# Records supplied:
--------------------
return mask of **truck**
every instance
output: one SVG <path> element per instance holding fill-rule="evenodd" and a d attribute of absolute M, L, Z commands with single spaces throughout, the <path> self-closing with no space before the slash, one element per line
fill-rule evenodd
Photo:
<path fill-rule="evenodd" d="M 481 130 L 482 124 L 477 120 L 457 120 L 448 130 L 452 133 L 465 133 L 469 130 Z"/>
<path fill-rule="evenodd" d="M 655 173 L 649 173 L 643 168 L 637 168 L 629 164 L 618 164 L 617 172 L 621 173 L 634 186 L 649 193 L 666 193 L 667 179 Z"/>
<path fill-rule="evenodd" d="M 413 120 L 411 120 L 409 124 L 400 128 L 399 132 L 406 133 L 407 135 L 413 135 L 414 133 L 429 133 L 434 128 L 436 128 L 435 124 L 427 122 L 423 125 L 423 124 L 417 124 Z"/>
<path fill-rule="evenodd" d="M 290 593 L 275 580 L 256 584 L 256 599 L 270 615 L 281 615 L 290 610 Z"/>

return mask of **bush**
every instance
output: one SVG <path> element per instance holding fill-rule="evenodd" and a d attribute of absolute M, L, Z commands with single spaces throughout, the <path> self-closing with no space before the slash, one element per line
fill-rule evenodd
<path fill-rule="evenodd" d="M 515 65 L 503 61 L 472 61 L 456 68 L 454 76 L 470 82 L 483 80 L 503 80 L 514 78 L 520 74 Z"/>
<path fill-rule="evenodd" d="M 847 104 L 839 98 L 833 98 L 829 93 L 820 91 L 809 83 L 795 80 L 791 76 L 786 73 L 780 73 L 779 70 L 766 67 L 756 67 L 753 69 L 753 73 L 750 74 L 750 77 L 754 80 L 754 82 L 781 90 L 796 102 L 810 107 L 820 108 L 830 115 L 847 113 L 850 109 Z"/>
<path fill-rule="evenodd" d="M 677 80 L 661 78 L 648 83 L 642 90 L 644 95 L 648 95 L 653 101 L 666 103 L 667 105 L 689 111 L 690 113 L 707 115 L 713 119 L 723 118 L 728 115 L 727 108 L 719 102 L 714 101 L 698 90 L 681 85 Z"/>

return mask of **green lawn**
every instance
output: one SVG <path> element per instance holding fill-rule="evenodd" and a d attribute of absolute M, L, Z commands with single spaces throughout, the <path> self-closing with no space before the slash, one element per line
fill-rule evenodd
--------------------
Rewrite all the entries above with every "every instance" changed to "each instance". Keep everything else the same.

return mask of **truck**
each instance
output: one SVG <path> element per instance holding fill-rule="evenodd" and a d attribute of absolute M, L, Z commands with single spaces throughout, the <path> self-closing with no space before the slash, one element per line
fill-rule evenodd
Photo:
<path fill-rule="evenodd" d="M 481 130 L 482 124 L 477 120 L 457 120 L 448 130 L 452 133 L 465 133 L 469 130 Z"/>
<path fill-rule="evenodd" d="M 655 173 L 649 173 L 643 168 L 637 168 L 629 164 L 618 164 L 617 172 L 621 173 L 634 186 L 649 193 L 666 193 L 667 179 Z"/>
<path fill-rule="evenodd" d="M 413 120 L 411 120 L 409 124 L 400 128 L 399 132 L 406 133 L 407 135 L 413 135 L 414 133 L 429 133 L 434 128 L 436 128 L 435 124 L 427 122 L 423 125 L 423 124 L 417 124 Z"/>
<path fill-rule="evenodd" d="M 290 593 L 275 580 L 256 584 L 256 599 L 270 615 L 281 615 L 290 610 Z"/>

return mask of **bush**
each instance
output: one SVG <path> element per instance holding fill-rule="evenodd" and a d attribute of absolute M, L, Z commands with single spaces throughout, the <path> self-closing with no space before the slash, one element per line
fill-rule evenodd
<path fill-rule="evenodd" d="M 515 65 L 503 61 L 472 61 L 456 68 L 454 76 L 470 82 L 483 80 L 503 80 L 514 78 L 520 74 Z"/>
<path fill-rule="evenodd" d="M 847 104 L 839 98 L 833 98 L 829 93 L 820 91 L 809 83 L 795 80 L 791 76 L 786 73 L 780 73 L 779 70 L 766 67 L 756 67 L 753 69 L 753 73 L 750 74 L 750 77 L 754 80 L 754 82 L 781 90 L 796 102 L 810 107 L 820 108 L 830 115 L 847 113 L 850 109 Z"/>
<path fill-rule="evenodd" d="M 677 80 L 661 78 L 648 83 L 642 90 L 644 95 L 648 95 L 653 101 L 666 103 L 667 105 L 689 111 L 690 113 L 707 115 L 713 119 L 723 118 L 728 115 L 727 108 L 719 102 L 714 101 L 698 90 L 681 85 Z"/>

return mask of **green lawn**
each instance
output: one SVG <path> element per instance holding fill-rule="evenodd" and a d attribute of absolute M, L, Z commands with single spaces throughout, the <path> self-closing with no space before the slash, one element per line
fill-rule evenodd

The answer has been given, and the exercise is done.